* [TUGAS YANG DIMINTA]
1 – Menurut artikel tentang dolar AS, di level berapa indeks dolar AS mencapai tertinggi tiga minggu sebelum turun?
2 – Jelaskan alasan kenaikan imbal hasil obligasi sebagaimana disebutkan dalam artikel tentang dolar AS.

* [TEKS YANG DISEDIAKAN]

────

Tren penurunan dolar AS mungkin sudah berakhir untuk saat ini
New York (ANTARA) - Dolar AS merosot terhadap sekeranjang mata uang utama lainnya pada akhir perdagangan Selasa (Rabu pagi WIB), saat kenaikan pesat imbal hasil obligasi terhenti dan mata uang berisiko termasuk dolar Australia naik karena saham-saham AS stabil, mencerminkan meningkatnya sentimen risiko.

Greenback telah menjadi penerima manfaat dari volatilitas saham baru-baru ini, yang diguncang pekan lalu oleh lonjakan dramatis dalam imbal hasil surat utang pemerintah AS.

Obligasi pemerintah AS telah stabil minggu ini, dengan imbal hasil patokan bertahan di bawah tertinggi minggu lalu, membantu memulihkan ketenangan pasar.

Pada Selasa (2/3), "Wall Street sebagian besar mempertahankan kenaikan tajam Senin (1/3)," yang membantu mata uang AS "mengurangi penurunan di sesi N.Y.," Ronald Simpson, direktur pelaksana, analisis mata uang global di Action Economics, mengatakan dalam sebuah laporan.

Indeks dolar AS, yang mengukur greenback terhadap enam mata uang utama lainnya, turun 0,31 persen menjadi 90,731, setelah sebelumnya mencapai tertinggi tiga minggu di 91,396.

Euro menguat 0,36 persen menjadi 1,2092 dolar AS.

Kenaikan imbal hasil terjadi ketika para peserta khawatir bahwa pemulihan ekonomi dari dampak pandemi COVID-19, dikombinasikan dengan stimulus fiskal, akan menyebabkan lonjakan inflasi dan kemungkinan pengetatan yang lebih cepat dari Federal Reserve.

Volatilitas juga mendorong greenback karena investor membatalkan posisi jual (short positions) dalam mata uang.

────

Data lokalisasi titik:

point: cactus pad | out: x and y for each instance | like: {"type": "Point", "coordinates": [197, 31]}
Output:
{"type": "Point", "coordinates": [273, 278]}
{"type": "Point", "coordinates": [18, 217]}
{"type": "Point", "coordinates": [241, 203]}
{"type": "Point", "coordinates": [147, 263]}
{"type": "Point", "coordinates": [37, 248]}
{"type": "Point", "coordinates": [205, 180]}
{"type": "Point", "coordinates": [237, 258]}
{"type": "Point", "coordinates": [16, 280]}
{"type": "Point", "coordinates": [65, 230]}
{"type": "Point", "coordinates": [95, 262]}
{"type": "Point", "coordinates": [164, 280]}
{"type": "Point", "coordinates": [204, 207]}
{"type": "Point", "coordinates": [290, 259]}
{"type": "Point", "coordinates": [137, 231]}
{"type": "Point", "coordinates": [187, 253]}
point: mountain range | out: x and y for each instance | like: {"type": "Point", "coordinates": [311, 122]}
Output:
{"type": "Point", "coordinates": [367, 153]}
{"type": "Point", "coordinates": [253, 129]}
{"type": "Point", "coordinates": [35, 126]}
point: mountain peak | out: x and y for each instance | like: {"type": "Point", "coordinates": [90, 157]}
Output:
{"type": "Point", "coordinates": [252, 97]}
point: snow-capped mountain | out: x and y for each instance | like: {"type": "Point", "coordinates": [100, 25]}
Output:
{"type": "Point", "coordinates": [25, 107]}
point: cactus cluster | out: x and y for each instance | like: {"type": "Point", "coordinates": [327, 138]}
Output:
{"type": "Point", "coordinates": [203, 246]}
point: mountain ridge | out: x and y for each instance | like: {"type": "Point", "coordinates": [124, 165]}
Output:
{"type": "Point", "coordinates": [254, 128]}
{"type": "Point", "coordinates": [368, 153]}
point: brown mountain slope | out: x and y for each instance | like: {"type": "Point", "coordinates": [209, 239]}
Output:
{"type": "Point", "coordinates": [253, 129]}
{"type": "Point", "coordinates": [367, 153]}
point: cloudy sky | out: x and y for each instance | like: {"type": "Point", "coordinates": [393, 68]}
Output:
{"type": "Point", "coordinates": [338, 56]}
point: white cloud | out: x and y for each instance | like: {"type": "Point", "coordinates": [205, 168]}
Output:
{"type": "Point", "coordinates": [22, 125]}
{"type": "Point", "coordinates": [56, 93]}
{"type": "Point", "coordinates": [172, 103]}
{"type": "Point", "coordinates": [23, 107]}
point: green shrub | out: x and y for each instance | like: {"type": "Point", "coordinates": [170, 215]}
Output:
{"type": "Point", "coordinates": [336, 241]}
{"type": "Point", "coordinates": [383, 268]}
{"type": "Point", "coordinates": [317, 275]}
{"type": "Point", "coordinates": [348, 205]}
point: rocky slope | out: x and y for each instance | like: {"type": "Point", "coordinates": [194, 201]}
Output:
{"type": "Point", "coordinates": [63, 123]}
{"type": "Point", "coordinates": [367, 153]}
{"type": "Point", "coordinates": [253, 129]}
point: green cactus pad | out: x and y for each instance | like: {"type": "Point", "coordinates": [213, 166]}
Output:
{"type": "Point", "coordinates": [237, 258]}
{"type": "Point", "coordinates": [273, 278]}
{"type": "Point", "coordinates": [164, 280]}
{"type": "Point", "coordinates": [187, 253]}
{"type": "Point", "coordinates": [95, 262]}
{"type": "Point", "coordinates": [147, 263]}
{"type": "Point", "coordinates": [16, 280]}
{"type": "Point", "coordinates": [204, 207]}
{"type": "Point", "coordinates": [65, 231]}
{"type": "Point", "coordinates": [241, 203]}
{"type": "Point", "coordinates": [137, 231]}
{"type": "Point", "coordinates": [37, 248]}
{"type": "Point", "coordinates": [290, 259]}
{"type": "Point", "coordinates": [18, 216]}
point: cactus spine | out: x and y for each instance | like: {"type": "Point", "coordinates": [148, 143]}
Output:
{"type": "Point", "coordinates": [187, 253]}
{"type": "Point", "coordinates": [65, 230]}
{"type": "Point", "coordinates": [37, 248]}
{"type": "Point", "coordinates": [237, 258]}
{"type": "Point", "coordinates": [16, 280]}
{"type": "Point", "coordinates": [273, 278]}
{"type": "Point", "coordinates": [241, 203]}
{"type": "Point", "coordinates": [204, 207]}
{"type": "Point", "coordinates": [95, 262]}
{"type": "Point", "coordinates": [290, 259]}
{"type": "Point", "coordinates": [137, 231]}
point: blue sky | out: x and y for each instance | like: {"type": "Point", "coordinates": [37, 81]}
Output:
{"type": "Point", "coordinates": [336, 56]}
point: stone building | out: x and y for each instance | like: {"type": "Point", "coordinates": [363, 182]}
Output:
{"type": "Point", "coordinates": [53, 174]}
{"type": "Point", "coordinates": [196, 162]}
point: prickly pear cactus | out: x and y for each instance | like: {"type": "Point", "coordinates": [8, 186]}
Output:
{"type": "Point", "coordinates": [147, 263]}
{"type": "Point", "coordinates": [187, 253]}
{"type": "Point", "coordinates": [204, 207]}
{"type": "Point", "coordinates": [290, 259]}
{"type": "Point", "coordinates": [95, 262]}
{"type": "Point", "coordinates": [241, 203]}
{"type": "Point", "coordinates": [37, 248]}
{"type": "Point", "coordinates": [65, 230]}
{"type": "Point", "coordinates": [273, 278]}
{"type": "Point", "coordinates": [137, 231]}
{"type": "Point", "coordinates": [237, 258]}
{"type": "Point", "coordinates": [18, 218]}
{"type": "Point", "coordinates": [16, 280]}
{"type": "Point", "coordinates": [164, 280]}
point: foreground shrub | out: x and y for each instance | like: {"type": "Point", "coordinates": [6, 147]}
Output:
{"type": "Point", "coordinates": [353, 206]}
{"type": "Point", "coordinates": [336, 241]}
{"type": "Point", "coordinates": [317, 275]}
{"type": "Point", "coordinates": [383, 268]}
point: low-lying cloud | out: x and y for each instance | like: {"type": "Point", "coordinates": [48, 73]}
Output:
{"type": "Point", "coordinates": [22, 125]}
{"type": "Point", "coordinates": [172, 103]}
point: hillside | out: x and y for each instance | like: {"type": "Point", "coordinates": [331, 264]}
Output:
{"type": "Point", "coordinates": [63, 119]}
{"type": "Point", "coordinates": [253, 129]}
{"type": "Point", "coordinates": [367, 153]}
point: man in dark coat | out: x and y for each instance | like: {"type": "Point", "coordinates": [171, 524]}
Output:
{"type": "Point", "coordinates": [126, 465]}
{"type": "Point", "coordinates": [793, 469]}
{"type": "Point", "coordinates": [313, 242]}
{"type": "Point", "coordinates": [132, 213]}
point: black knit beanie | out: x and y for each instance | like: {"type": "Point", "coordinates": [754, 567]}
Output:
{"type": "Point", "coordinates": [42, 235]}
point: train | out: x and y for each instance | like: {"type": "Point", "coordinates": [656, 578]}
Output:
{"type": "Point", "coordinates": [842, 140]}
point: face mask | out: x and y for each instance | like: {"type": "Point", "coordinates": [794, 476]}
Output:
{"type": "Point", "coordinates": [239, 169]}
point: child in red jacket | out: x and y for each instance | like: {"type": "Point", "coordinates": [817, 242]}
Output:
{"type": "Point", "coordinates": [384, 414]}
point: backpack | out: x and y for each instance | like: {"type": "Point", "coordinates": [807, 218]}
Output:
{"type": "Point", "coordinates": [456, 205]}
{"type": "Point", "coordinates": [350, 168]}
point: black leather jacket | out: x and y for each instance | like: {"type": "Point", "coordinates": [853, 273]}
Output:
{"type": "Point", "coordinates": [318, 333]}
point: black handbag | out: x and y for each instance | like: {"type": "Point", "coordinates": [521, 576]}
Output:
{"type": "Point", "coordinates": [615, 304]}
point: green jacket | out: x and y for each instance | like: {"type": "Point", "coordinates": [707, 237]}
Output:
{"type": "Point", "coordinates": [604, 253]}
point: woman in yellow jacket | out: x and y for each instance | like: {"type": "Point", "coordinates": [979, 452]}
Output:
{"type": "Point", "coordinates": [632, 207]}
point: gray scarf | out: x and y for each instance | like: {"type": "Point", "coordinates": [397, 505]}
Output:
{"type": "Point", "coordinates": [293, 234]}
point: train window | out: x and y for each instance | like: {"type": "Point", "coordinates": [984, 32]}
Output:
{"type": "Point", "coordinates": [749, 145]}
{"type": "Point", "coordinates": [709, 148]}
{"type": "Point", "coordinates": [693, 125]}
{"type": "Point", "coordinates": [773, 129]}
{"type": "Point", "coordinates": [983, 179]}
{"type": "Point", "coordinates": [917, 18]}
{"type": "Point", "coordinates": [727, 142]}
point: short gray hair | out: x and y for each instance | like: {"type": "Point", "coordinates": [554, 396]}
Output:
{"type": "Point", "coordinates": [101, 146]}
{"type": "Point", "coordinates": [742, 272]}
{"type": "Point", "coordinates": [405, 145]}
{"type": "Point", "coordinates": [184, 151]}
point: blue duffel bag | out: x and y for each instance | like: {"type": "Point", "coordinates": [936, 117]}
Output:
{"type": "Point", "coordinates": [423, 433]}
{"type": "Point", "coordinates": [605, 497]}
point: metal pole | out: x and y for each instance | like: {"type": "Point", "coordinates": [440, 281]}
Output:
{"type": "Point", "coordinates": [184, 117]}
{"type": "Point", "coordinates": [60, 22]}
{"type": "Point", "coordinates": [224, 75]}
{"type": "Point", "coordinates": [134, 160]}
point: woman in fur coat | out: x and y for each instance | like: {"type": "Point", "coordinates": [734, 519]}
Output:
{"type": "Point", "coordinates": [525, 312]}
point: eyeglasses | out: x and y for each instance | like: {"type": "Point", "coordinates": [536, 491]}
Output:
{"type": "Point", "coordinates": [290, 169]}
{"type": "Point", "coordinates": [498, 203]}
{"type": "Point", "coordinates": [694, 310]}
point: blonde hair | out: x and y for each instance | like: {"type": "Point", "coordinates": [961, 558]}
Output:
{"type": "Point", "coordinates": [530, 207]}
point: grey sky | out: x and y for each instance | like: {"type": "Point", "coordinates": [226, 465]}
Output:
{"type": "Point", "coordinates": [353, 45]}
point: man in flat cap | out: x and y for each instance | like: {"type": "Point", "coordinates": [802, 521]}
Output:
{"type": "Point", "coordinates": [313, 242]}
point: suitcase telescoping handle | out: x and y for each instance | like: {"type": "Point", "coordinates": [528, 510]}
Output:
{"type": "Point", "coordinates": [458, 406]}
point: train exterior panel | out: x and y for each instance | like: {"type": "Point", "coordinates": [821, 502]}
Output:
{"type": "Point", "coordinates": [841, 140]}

────

* [JAWABAN LATIHAN]
1 – 91,396

2 – Para peserta pasar khawatir bahwa pemulihan ekonomi dari dampak pandemi COVID-19, ditambah stimulus fiskal, akan memicu lonjakan inflasi. Mereka juga khawatir Federal Reserve mungkin melakukan pengetatan lebih cepat.